# Source document
------------------------------------------------------------
President Bush is calling on the Democrats to join him in solving the Social Security crisis. Quite a few Democrats share the president’s notion that indeed there is a Social Security crisis. Moreover, sadly large numbers of young people, polls show, believe what they have been told by their elders: that they will never collect a penny from Social Security, after paying for it during their working years. 60% of all workers today believe that there will not be enough money in the system to pay their benefits when they retire, according to a 2005 Pew poll. Worse, they believe that the taxes used to fund Social Security will have to rise sharply to cover its deficits.
Actually there is no Social Security crisis. To arrive at the notion that some forty years from now Social Security will run out of money, projections by the Social Security Trustees assume U.S. productivity growth of 1.6% a year for the foreseeable future. This estimate falls below the average 1.8% productivity between 1960 and 2000; significantly below the 2% average productivity between 1993 and 2003; and is way off some of the yearly growth rates of the last decade that have run as high as 3.8% Even if one assumes a much more modest increase in the future, say of 2.5% or even merely 2% a year, the Social Security “crisis” vanishes, and the program remains in clover for generations to come.
Similarly, the Trustees’ current projections significantly downplay the role of immigration in keeping Social Security solvent. Immigrants, who are mainly young, raise the ratio of young taxpayers to retirees. Although the dominant forecast calls for 0.22-0.25% immigration rates, this prediction is also unduly conservative. Recent immigration rates have been about 0.38% since 1970.
------------------------------------------------------------
# Supplied records
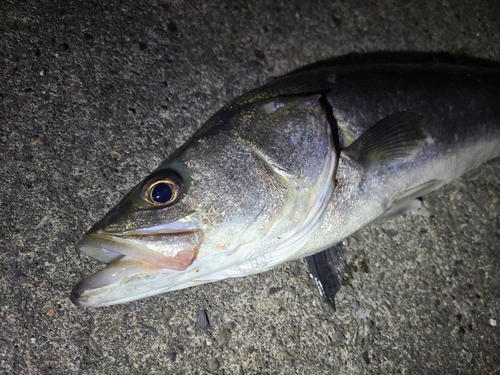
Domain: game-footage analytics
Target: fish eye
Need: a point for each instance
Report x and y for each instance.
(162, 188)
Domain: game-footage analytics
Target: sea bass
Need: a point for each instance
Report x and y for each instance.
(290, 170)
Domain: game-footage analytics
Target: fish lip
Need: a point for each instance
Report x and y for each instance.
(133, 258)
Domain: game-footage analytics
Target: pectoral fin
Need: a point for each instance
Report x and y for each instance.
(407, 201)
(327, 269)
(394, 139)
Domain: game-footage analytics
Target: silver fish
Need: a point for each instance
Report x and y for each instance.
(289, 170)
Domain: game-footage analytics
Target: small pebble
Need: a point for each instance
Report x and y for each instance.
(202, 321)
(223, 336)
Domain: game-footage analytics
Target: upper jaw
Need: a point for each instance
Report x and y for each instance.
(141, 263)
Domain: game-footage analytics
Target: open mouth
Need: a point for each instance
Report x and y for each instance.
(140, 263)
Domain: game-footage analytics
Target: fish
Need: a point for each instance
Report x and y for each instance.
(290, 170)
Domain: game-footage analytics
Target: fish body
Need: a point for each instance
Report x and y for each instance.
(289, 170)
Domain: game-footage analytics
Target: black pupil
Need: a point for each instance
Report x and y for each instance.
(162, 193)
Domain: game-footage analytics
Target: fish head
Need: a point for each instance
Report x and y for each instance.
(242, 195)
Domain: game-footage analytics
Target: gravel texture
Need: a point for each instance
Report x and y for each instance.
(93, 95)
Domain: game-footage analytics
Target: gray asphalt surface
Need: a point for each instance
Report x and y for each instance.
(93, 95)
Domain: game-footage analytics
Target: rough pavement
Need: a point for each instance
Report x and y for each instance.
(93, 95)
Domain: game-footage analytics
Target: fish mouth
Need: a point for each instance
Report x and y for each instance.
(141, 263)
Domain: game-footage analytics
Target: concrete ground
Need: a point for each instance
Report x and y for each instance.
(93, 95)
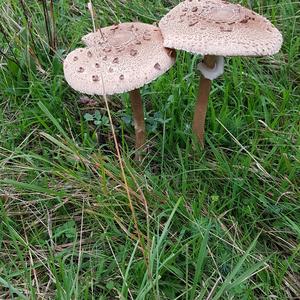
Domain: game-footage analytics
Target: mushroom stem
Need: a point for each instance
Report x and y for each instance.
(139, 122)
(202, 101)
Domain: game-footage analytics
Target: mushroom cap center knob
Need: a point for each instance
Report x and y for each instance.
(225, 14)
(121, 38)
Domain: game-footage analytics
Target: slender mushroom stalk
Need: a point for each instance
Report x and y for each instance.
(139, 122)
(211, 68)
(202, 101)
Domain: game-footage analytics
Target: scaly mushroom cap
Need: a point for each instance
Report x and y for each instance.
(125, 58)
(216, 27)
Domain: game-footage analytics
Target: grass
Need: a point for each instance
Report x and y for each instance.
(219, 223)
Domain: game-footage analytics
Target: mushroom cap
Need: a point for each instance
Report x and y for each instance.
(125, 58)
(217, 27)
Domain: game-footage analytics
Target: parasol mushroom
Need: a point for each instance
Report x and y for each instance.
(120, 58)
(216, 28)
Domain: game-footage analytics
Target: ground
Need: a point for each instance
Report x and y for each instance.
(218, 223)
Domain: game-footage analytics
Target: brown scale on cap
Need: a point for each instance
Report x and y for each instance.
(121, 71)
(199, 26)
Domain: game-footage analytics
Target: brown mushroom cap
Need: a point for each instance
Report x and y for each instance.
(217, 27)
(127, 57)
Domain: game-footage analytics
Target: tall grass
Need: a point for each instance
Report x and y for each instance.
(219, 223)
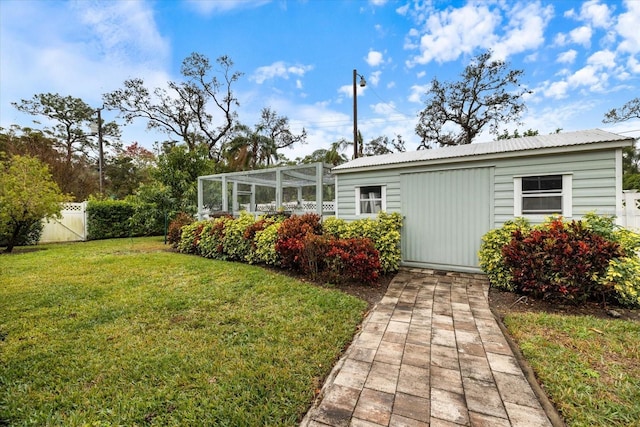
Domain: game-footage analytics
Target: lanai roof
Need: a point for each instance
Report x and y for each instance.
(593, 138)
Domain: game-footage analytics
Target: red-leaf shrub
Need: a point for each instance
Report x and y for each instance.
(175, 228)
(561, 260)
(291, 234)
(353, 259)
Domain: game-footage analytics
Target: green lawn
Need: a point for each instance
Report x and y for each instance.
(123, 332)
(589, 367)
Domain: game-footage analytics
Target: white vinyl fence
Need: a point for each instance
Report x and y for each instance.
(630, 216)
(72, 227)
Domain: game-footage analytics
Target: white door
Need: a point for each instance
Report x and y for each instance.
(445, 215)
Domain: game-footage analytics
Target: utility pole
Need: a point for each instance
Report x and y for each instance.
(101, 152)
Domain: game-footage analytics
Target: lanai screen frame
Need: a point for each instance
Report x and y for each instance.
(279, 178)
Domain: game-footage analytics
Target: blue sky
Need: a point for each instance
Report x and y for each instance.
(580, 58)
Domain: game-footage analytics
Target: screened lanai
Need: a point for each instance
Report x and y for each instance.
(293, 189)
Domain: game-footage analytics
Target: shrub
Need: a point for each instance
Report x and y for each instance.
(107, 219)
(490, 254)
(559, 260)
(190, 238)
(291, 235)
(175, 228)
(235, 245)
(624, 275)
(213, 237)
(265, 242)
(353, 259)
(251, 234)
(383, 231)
------------------------------------------------------------
# Study questions
1. Return the Social Security passage verbatim, from "Actually there is" up to and including "generations to come.".
2. Write the next part of the Social Security commentary, picking up after its final sentence.

# Written answers
1.
Actually there is no Social Security crisis. To arrive at the notion that some forty years from now Social Security will run out of money, projections by the Social Security Trustees assume U.S. productivity growth of 1.6% a year for the foreseeable future. This estimate falls below the average 1.8% productivity between 1960 and 2000; significantly below the 2% average productivity between 1993 and 2003; and is way off some of the yearly growth rates of the last decade that have run as high as 3.8% Even if one assumes a much more modest increase in the future, say of 2.5% or even merely 2% a year, the Social Security “crisis” vanishes, and the program remains in clover for generations to come.

2.
I do not deny that to get a democratic community to face tough decisions, it is often necessary to generate a sense of crisis; otherwise such communities find it difficult to get people to agree to policies that impose costs and changes in long established lifestyles. However, crying wolf where there is none has the opposite effect—it distracts attention from the true crises.
In the case at hand, one need not look far for a true crisis: Medicare must be salvaged. The Social Security Board of Trustees estimates that Medicare’s long-term costs will be double those of Social Security. They estimate that by 2012, Medicare will begin experiencing shortfalls, and by 2020 its trust fund will be entirely depleted.
A truth-in-crisis-mongering policy would lead us to focus on the realistic ones, and not squander political capital and public good will on fixing public systems that are not broken. Once we successfully apply this approach at home, maybe we can next introduce it to our foreign policy—going after nations that have weapons of mass destruction and threaten us, our allies, and the world peace.